WHAT THE TASK ASKS:
Select every line in the rows below that contains the string "sweatshirt", with matching that is case-sensitive.

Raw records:

● ● ● ● ●

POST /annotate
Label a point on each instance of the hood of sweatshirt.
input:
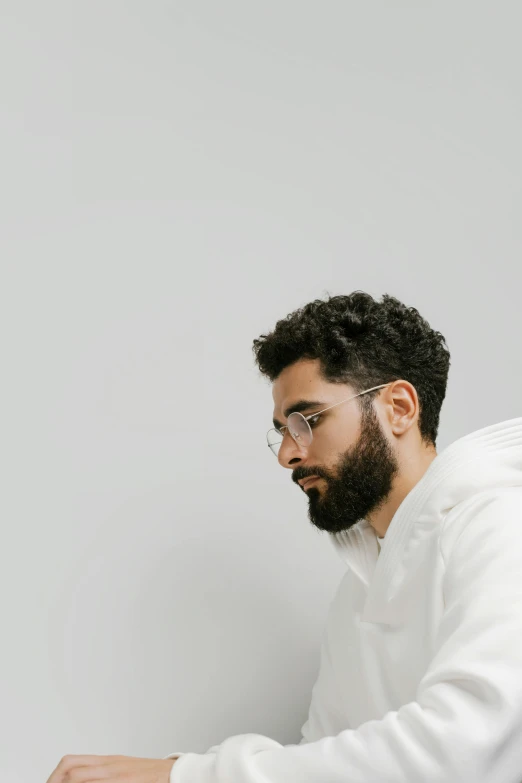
(486, 459)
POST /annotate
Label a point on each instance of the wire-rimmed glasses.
(298, 427)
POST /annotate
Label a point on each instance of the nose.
(290, 451)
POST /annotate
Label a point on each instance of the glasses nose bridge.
(299, 444)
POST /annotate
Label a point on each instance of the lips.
(309, 481)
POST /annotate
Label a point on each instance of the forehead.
(301, 380)
(298, 379)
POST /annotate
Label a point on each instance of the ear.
(401, 405)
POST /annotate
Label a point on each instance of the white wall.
(175, 178)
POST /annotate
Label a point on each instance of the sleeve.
(465, 725)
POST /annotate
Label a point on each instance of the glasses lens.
(274, 439)
(299, 429)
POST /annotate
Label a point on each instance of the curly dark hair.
(364, 343)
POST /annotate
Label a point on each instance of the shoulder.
(490, 519)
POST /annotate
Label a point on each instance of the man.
(420, 675)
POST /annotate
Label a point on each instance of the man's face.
(349, 452)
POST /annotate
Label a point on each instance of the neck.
(411, 470)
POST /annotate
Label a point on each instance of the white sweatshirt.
(420, 674)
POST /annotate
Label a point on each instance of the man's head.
(362, 448)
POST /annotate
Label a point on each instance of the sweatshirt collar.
(487, 458)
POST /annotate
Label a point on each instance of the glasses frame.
(311, 415)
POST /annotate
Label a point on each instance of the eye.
(314, 420)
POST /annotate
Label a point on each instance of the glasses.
(299, 428)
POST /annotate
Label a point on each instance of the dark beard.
(361, 483)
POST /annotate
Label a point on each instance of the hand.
(91, 769)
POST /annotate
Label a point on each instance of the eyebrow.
(297, 407)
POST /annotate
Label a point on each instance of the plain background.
(176, 177)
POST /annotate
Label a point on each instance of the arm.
(465, 725)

● ● ● ● ●

COMPLETED EXERCISE:
Label a point on each instance of the hood of sweatshirt.
Label a point on each instance of the white sweatshirt.
Label a point on each instance of the sweatshirt collar.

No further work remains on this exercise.